### Provided records
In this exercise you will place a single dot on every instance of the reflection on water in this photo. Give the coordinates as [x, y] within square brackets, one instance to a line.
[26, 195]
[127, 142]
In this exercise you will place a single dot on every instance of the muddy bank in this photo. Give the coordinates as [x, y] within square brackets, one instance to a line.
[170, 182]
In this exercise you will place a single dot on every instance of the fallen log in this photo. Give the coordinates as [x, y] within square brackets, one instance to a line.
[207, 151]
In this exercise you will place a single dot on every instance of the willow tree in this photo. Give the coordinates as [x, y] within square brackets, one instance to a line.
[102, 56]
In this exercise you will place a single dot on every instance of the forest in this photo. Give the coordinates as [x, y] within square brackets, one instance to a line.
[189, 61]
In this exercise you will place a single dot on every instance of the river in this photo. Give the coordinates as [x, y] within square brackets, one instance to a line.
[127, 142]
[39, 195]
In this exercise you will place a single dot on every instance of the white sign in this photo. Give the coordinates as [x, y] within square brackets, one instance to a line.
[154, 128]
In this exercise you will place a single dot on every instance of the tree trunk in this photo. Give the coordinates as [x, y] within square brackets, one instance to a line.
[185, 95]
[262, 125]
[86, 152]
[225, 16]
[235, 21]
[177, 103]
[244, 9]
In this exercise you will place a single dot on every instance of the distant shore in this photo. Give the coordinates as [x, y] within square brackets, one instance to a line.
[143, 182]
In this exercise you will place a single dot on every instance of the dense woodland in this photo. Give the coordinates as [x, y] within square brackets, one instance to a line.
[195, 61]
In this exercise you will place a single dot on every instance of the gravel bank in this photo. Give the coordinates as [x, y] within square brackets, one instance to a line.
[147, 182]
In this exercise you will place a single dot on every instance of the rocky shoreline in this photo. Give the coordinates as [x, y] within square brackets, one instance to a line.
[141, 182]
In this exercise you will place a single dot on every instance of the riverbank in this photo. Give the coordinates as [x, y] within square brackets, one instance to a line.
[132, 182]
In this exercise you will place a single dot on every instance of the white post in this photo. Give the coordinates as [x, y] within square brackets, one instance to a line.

### What you should do
Extract every line from the one containing "of the tree" through the last line of the data, inclusive, exactly as written.

### Answer to the problem
In this exercise you will place a single dot on every instance of the tree trunk in this photo. Give the coordinates as [x, y] within square brackets, one instance to a line.
[185, 95]
[262, 125]
[86, 152]
[225, 16]
[235, 21]
[177, 103]
[244, 9]
In this exercise you will place a single dot on every instance of the distant shore in this photo. Give the coordinates as [x, y] within square brackets, one instance to a line.
[143, 182]
In this exercise you will place a single dot on every instance of the dense woodland in this photo. Give the coordinates as [x, y] within square brackets, one instance to a line.
[195, 61]
In this exercise you will place a single dot on every instance of the gravel bank in this photo. Give the coordinates as [x, y] within square brackets, one instance to a line.
[147, 182]
In this exercise you will place a single dot on every instance of the rocky shoreline in this photo. Give the coordinates as [x, y] within square brackets, one instance to a line.
[141, 182]
In this exercise you will place a single dot on every instance of the riverbank in this photo. Give the coordinates as [x, y] within square brackets, one instance to a line.
[132, 182]
In this exercise you will place a single dot on every instance of the white post in this photo. Give the coordinates as [x, y] within square brackets, one instance to a line.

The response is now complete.